* **Article**
========================================
Ai9zO5AP has joined #pypy
<fijal> we were thinking for example to enlarge the nursery for JIT tracing temporarily
<fijal> so you end up with a setup where you know when to stop and when to collect
<fijal> but it's a sizable research project I think?
<fijal> _aegis_: apologies, those are generally interesting questions
<_aegis_> ok, thank you, no worries
<_aegis_> my first thought on reading the gc doc was maybe the nursery size matters a lot for parsing a huge json file?
<_aegis_> and you could even dynamically resize it based on frequency of minor collections
<arigato> one other point is that I bet that most of the time, "many young objects survive" means something like "50% instead of only 10% of the objects survive"
<arigato> allocating everything immovable in the first place is still more costly than using the nursery and copying the 50% away
<_aegis_> yeah that's what I was wondering about re keeping the nursery
<cfbolz> It still feels to me like something ought to be possible
<cfbolz> But nothing I tried worked
<fijal> same
<arigato> same :-)
<cfbolz> Damn
<_aegis_> the other way to keep a nursery would be to allocate a new one, which wouldn't require updating pointers?
<_aegis_> like, promote the whole thing in place
<_aegis_> and use a new memory area for the next nursery allocation
<arigato> ah, interesting idea... you'd still need to update some flags in all objects
<_aegis_> which you could decide during minor collection
<_aegis_> based on how many objects liced
<_aegis_> lived
<arigato> but how do you know how many objects are alive? you'd need to walk the nursery another time first
<_aegis_> sure, you're just saving the object moving step
<arigato> maybe it's a good idea
<arigato> you'd walk the nursery, write a list of objects that are alive, and either the list overflows some fixed bound or not
<_aegis_> can't you know how many are alive by how many you either freed or would've promoted?
========================================
* **Set exercise 1**
In the chat log, what did fijal say they were thinking of enlarging temporarily for JIT tracing?

* **Raw data**
========================================
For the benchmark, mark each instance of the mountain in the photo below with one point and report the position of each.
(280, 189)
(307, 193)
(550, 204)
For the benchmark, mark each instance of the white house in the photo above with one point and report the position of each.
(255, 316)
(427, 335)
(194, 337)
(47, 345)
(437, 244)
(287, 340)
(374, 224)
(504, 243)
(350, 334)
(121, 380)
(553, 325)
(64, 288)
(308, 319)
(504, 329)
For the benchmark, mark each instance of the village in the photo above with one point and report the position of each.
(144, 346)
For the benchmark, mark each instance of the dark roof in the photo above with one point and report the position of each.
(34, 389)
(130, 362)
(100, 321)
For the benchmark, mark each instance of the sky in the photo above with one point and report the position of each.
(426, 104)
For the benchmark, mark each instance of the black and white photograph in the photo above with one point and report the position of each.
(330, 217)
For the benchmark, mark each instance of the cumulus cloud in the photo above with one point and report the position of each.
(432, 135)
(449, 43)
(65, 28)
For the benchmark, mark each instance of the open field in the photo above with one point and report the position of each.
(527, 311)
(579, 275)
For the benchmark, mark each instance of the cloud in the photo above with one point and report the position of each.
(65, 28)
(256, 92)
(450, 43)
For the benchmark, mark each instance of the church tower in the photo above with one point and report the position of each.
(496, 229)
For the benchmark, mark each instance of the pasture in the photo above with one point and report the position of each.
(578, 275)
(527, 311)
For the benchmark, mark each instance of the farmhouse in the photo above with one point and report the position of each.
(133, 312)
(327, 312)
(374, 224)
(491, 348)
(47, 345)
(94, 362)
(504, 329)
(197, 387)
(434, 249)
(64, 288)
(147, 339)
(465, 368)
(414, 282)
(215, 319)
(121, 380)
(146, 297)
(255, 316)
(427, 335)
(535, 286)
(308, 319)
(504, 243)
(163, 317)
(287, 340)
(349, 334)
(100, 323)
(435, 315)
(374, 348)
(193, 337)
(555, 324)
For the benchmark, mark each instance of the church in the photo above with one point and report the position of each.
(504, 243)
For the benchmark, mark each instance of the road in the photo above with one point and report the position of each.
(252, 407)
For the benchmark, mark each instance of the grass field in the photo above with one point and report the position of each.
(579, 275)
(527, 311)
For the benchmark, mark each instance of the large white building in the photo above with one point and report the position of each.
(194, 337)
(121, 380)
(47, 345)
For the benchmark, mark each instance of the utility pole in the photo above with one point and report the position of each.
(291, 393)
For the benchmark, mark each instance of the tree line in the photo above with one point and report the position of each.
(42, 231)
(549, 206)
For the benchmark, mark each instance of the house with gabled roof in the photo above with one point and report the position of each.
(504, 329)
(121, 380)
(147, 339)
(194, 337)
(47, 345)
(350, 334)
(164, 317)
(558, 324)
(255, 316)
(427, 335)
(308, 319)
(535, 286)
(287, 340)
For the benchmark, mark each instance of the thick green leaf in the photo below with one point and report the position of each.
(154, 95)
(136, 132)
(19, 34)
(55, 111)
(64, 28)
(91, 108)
========================================
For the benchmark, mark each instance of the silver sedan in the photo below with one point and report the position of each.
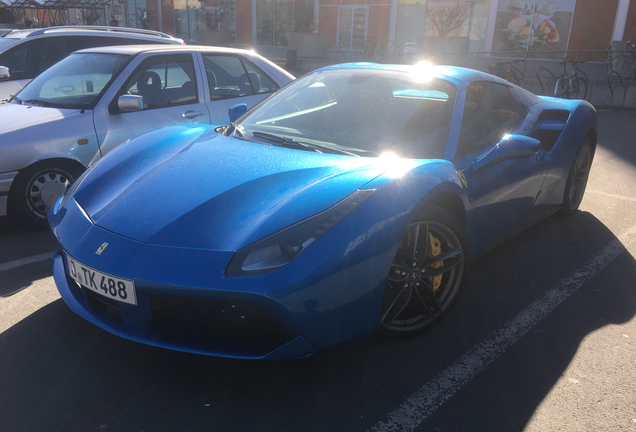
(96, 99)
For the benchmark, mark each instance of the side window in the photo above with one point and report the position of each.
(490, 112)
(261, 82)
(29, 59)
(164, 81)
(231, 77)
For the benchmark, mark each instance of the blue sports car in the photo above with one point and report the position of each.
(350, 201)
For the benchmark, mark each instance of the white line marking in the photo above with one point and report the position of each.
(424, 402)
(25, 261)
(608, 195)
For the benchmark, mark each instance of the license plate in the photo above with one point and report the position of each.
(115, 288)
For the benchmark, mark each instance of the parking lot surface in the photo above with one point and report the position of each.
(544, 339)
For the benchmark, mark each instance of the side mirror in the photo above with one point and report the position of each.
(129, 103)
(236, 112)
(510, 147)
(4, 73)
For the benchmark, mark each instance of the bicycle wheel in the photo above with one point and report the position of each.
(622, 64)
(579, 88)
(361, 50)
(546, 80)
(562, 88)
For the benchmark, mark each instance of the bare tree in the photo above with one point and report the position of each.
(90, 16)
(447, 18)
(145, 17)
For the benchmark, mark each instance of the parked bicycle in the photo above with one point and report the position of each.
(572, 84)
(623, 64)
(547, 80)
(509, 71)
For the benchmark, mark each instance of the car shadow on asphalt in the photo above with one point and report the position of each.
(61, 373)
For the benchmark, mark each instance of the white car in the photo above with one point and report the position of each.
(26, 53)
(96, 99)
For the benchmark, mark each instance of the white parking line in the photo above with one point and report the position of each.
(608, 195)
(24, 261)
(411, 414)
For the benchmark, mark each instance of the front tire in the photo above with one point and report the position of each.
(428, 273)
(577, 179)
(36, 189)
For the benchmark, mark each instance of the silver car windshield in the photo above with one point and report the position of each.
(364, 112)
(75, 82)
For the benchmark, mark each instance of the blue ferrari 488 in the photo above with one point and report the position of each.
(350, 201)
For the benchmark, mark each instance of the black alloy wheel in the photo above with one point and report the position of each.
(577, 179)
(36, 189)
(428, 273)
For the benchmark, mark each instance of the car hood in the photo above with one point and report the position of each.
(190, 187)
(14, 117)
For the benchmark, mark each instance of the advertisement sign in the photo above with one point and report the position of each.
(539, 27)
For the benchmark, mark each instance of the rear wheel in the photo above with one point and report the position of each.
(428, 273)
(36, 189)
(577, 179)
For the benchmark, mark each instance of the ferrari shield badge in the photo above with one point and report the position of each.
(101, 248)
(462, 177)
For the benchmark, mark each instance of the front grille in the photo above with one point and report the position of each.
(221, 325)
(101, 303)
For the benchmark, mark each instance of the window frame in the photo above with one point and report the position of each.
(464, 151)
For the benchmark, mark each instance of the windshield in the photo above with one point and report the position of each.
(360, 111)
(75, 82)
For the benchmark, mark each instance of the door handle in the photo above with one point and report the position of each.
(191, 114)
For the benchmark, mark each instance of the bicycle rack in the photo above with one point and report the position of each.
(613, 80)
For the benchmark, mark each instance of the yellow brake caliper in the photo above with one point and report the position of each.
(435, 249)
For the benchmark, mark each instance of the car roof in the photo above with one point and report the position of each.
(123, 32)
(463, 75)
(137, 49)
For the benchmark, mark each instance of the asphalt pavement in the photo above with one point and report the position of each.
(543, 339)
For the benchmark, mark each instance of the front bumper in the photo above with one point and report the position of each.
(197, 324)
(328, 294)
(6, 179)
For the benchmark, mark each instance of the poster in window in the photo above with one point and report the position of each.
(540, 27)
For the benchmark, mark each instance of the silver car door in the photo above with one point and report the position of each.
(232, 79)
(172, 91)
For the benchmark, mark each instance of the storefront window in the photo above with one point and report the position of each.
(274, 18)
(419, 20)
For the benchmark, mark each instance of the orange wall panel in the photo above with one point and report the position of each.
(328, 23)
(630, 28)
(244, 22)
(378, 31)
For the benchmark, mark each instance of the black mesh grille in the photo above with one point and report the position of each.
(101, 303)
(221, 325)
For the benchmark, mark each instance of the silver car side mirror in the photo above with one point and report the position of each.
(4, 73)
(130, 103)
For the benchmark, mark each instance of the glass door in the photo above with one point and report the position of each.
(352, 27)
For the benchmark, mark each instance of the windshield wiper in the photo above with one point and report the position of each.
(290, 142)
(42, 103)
========================================
* **Set exercise 2**
Count the lines in the records that contain the string "below", treating uppercase and lowercase as different. Give only the number.

* **Exercise result 1**
The nursery.

* **Exercise result 2**
3